** Opening Task material block **

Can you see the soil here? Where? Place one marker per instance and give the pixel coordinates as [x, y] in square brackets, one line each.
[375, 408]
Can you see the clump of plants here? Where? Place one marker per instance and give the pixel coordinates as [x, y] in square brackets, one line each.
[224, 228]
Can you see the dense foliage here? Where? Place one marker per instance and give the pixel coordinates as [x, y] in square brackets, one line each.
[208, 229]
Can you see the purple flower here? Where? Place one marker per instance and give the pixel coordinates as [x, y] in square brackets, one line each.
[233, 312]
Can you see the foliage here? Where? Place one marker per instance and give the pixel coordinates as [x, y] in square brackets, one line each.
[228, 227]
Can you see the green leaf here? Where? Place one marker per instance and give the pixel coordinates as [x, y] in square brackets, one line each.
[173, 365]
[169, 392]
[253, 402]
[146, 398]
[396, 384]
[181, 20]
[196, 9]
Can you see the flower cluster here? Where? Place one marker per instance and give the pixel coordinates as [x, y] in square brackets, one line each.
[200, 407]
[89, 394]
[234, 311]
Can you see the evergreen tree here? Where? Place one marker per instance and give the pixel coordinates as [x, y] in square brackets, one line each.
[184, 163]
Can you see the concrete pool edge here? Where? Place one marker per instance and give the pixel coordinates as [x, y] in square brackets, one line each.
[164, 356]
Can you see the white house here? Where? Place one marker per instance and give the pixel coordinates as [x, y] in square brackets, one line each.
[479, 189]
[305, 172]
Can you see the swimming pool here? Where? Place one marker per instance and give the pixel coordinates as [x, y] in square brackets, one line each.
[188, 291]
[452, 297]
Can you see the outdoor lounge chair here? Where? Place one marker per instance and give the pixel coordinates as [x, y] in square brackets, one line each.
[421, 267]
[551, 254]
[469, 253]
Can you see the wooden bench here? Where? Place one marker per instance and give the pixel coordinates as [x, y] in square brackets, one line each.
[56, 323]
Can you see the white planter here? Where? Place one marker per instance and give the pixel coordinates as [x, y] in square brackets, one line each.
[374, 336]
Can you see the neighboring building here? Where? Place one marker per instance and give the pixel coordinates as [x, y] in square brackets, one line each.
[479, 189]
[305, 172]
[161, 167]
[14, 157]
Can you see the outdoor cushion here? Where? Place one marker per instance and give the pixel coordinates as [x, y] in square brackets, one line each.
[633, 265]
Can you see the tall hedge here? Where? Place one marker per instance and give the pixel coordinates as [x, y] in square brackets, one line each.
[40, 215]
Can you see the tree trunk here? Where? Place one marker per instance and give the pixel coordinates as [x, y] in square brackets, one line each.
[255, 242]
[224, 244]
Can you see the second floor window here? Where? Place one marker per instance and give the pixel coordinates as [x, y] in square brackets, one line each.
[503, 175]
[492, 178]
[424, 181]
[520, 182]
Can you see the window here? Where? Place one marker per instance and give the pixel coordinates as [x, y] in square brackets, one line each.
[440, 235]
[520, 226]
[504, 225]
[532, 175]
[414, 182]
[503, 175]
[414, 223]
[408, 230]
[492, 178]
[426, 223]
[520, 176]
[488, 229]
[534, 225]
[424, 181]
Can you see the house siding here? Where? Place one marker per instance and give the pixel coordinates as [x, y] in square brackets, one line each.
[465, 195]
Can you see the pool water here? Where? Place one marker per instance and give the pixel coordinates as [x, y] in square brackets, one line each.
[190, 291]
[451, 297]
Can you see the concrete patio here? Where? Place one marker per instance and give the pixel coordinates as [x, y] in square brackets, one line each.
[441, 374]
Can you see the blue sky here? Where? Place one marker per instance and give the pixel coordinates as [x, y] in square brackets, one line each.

** Closing Task material block **

**Problem requirements**
Your answer must be the complete data, repeated word for word.

**Written solution**
Can you see the soil here? Where? Place one marker per instance and give the pixel coordinates as [x, y] in square brackets, one line each.
[375, 408]
Can you see the clump of plants here? Where? Place one marker per instance and give the pixel coordinates as [x, y] in square brackets, one line each.
[224, 228]
Can you see the dense foliage here? Where? Place one marker per instance and give the pixel coordinates as [x, y] in square brackets, one line each.
[208, 229]
Can you see the purple flower here? Where? Place one marker per instance and give the pixel coordinates as [x, y] in square brackets, one line each.
[233, 312]
Can you see the foliage here? Where? Place one marker per instance and give the pixel coordinates as [x, y] in square brackets, one line each.
[228, 227]
Can you see the green leaf here? Where? Place one marker per instance and give the pixel coordinates as [x, y] in square brackets, one line each.
[173, 365]
[169, 392]
[253, 402]
[146, 398]
[396, 384]
[181, 20]
[196, 9]
Can you see the flower cluster here? Where? Place one marker per instance and give the pixel coordinates as [x, y] in square brackets, one line each.
[200, 407]
[89, 394]
[234, 311]
Can you see the evergreen tree here? Where? Place one marker per instance and give the pixel coordinates as [x, y] in square brackets, one line each.
[184, 163]
Can you see the concrete pool edge here? Where? Place one marker per instance and give the pixel coordinates as [x, y] in square brackets, one line each.
[164, 356]
Can you see the white house here? Where? Place one marker per instance and give the pixel coordinates as [x, y] in square brackets, one line each.
[479, 189]
[305, 172]
Can you see the swimming pool here? Where? Place one marker per instance and give the pixel coordinates as [x, y] in square brackets, one line each.
[188, 291]
[452, 297]
Can you see the outdoor lounge chair here? Where? Place one marker per instance and give the pixel coordinates as [x, y] in square brackets, one line each.
[421, 267]
[551, 254]
[469, 253]
Can you see the wooden bench here? Where? Place one marker per instance and give the pixel coordinates as [x, y] in square brackets, one line each.
[56, 323]
Can you see the white planter here? Where? Place one marker per instance and give the pixel coordinates as [x, y] in square brackets, one line each.
[374, 336]
Can you see the neighboring building here? Where? Place one marker per instance and give the pixel coordinates as [x, y] in square brackets, one line each.
[479, 189]
[305, 172]
[161, 167]
[14, 157]
Can you see the outdoor cushion here? Where? Place one marker per instance and give the pixel coordinates as [x, y] in square brackets, one line each.
[633, 265]
Can you see the tall hedge here? Where? Place one marker per instance and give the pixel coordinates as [x, y] in square brackets, one line each.
[40, 215]
Can you see the tree trunk here? Where? Place one marker per instance and give the pixel coordinates as [x, y] in square brackets, one line each.
[255, 242]
[224, 244]
Can you see the second floor window here? Where? Place one marker per instance and give the pixel coordinates as [x, y] in square brackets, one line each.
[503, 175]
[492, 178]
[424, 181]
[520, 182]
Can you see the window here? Where? Place one marker per instance and give the pixel coordinates as [x, y] in square brackets, one line each.
[440, 235]
[520, 226]
[504, 225]
[532, 175]
[414, 182]
[503, 175]
[414, 223]
[408, 230]
[492, 178]
[426, 223]
[520, 176]
[488, 229]
[534, 225]
[424, 181]
Can you see the house siding here? Where? Place one marker per instance and give the pixel coordinates as [x, y] in square brackets, one line each.
[465, 195]
Can you see the pool water here? Where? Place one marker per instance and give the pixel coordinates as [x, y] in square brackets, one line each.
[190, 291]
[451, 297]
Can you see the concrete patio here? Where? Place one marker per instance and give the pixel coordinates as [x, y] in square brackets, one line each.
[441, 374]
Can you see the blue sky here? Where? Place one marker per instance and give the pixel coordinates as [x, y] in square brackets, one line each.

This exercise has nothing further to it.